Rewrite all of the data below with every "positive clicks" swapped for "foreground clicks" and nothing else changed, leaving the pictures out.
*** Opening Provided data ***
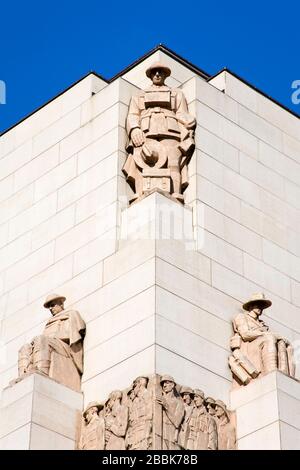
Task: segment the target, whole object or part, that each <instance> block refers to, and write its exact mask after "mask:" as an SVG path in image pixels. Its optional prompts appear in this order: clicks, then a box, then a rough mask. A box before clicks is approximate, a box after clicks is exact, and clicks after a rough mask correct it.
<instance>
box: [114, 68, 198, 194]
mask: <svg viewBox="0 0 300 470" xmlns="http://www.w3.org/2000/svg"><path fill="white" fill-rule="evenodd" d="M170 74H171V70H170V69H169V67H167V66H166V65H164V64H162V63H159V62H157V63H155V64H153V65H151V67H149V68H148V69H147V70H146V75H147V76H148V77H149V78H150V79H151V81H152V85H151V86H150V87H149V88H147V89H146V90H144V91H141V92H140V93H139V94H138V95H137V96H133V97H132V99H131V101H130V105H129V110H128V115H127V120H126V130H127V134H128V142H127V145H126V151H127V159H126V162H125V164H124V167H123V172H124V174H125V176H126V180H127V182H128V184H129V185H130V186H131V188H132V189H133V191H134V196H133V198H132V200H131V202H134V201H137V200H139V199H141V198H142V197H144V196H145V195H147V194H149V192H150V191H153V190H155V189H159V190H160V191H162V192H164V193H166V194H169V195H171V197H173V198H174V199H176V200H177V201H180V202H183V192H184V191H185V189H186V187H187V186H188V175H187V165H188V163H189V161H190V159H191V157H192V155H193V152H194V148H195V140H194V134H195V128H196V120H195V118H194V117H193V116H192V115H191V114H189V111H188V105H187V102H186V99H185V96H184V94H183V92H182V91H181V90H179V89H174V88H170V87H168V86H167V85H165V79H166V78H167V77H168V76H169V75H170Z"/></svg>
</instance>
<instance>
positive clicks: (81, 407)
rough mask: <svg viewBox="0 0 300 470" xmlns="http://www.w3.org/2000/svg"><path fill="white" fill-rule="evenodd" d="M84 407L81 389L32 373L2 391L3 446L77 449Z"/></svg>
mask: <svg viewBox="0 0 300 470" xmlns="http://www.w3.org/2000/svg"><path fill="white" fill-rule="evenodd" d="M81 411H82V394H81V393H78V392H75V391H73V390H71V389H69V388H67V387H65V386H63V385H60V384H58V383H56V382H54V381H53V380H51V379H49V378H47V377H43V376H42V375H39V374H32V375H30V376H28V377H27V378H26V379H24V380H22V381H21V382H19V383H17V384H15V385H13V386H11V387H7V388H6V389H5V390H4V391H3V394H2V400H1V409H0V449H3V450H4V449H13V450H21V449H22V450H26V449H31V450H33V449H35V450H37V449H47V450H48V449H50V450H51V449H56V450H58V449H69V450H70V449H74V448H75V437H76V436H75V434H76V429H77V420H78V415H79V413H80V412H81Z"/></svg>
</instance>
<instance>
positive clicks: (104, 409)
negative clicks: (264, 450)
mask: <svg viewBox="0 0 300 470" xmlns="http://www.w3.org/2000/svg"><path fill="white" fill-rule="evenodd" d="M232 419H234V417H233V414H232V413H230V412H229V410H228V409H227V408H226V405H225V403H223V401H221V400H215V399H213V398H211V397H205V395H204V392H203V391H202V390H199V389H194V390H193V389H192V388H190V387H185V386H180V385H178V384H176V383H175V380H174V379H173V377H171V376H169V375H163V376H158V375H155V376H150V377H147V376H141V377H137V378H136V379H135V380H134V381H133V383H132V385H131V387H130V388H129V389H126V390H123V391H121V390H116V391H113V392H111V393H110V395H109V397H108V399H107V400H106V401H105V402H102V403H101V402H97V401H94V402H91V403H89V404H88V406H87V408H86V409H85V411H84V413H83V421H82V423H81V430H80V439H79V442H78V449H81V450H104V449H106V450H148V449H155V450H158V449H163V450H180V449H186V450H216V449H220V450H228V449H235V446H236V438H235V427H234V424H232Z"/></svg>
*** Closing Provided data ***
### Finished task
Task: segment the target, whole object or part, that each <instance> block refers to, and write its exact mask after "mask:" as an SVG path in image pixels. Its optional prompts appear in this order: clicks, then a box, then a rough mask. A box before clicks is approximate, a box after clicks is exact, and clicks after a rough mask correct it.
<instance>
box: [114, 68, 198, 194]
mask: <svg viewBox="0 0 300 470" xmlns="http://www.w3.org/2000/svg"><path fill="white" fill-rule="evenodd" d="M170 74H171V70H170V69H169V67H167V66H166V65H164V64H162V63H159V62H157V63H155V64H153V65H151V67H149V68H148V69H147V70H146V75H147V76H148V77H149V78H150V79H151V81H152V85H151V86H150V87H149V88H147V89H146V90H144V91H141V92H140V93H139V94H138V95H137V96H133V97H132V99H131V101H130V105H129V110H128V115H127V120H126V130H127V134H128V142H127V145H126V151H127V159H126V162H125V164H124V167H123V172H124V174H125V176H126V180H127V182H128V184H129V185H130V186H131V188H132V189H133V191H134V196H133V198H132V200H131V202H134V201H137V200H139V199H141V198H142V197H144V196H145V195H147V194H149V192H150V191H153V190H155V189H159V190H160V191H162V192H164V193H166V194H169V195H171V197H173V198H174V199H176V200H177V201H180V202H183V192H184V191H185V189H186V187H187V186H188V175H187V165H188V163H189V161H190V159H191V157H192V155H193V152H194V148H195V140H194V134H195V128H196V120H195V118H194V117H193V116H192V115H191V114H189V111H188V105H187V102H186V99H185V96H184V94H183V92H182V91H181V90H179V89H174V88H170V87H168V86H167V85H165V79H166V78H167V77H168V76H169V75H170Z"/></svg>
</instance>
<instance>
foreground clicks: (81, 407)
rough mask: <svg viewBox="0 0 300 470" xmlns="http://www.w3.org/2000/svg"><path fill="white" fill-rule="evenodd" d="M84 407L81 389L32 373L2 391L3 446L77 449Z"/></svg>
mask: <svg viewBox="0 0 300 470" xmlns="http://www.w3.org/2000/svg"><path fill="white" fill-rule="evenodd" d="M81 411H82V394H81V393H78V392H75V391H73V390H71V389H69V388H67V387H65V386H63V385H60V384H58V383H56V382H54V381H53V380H51V379H49V378H47V377H43V376H42V375H39V374H32V375H30V376H28V377H27V378H26V379H24V380H22V381H21V382H19V383H17V384H15V385H13V386H11V387H7V388H6V389H5V390H4V391H3V394H2V400H1V409H0V449H3V450H4V449H13V450H21V449H22V450H26V449H31V450H33V449H35V450H37V449H47V450H48V449H50V450H51V449H56V450H58V449H69V450H70V449H74V448H75V437H76V436H75V434H76V429H77V420H78V415H79V413H80V412H81Z"/></svg>
</instance>
<instance>
foreground clicks: (104, 409)
negative clicks: (264, 450)
mask: <svg viewBox="0 0 300 470" xmlns="http://www.w3.org/2000/svg"><path fill="white" fill-rule="evenodd" d="M232 419H234V417H233V414H232V413H230V412H229V410H228V409H227V408H226V405H225V403H223V401H221V400H215V399H213V398H211V397H205V395H204V392H203V391H202V390H199V389H194V390H193V389H192V388H190V387H185V386H180V385H178V384H176V383H175V380H174V379H173V377H171V376H169V375H163V376H158V375H155V376H150V377H147V376H141V377H137V378H136V379H135V380H134V381H133V383H132V385H131V387H130V388H129V389H126V390H123V391H121V390H116V391H113V392H111V393H110V395H109V397H108V399H107V400H106V401H105V402H102V403H101V402H97V401H94V402H91V403H89V404H88V406H87V408H86V409H85V411H84V413H83V421H82V423H81V430H80V439H79V442H78V449H81V450H104V449H106V450H148V449H155V450H158V449H163V450H180V449H186V450H216V449H220V450H228V449H235V446H236V438H235V427H234V424H232Z"/></svg>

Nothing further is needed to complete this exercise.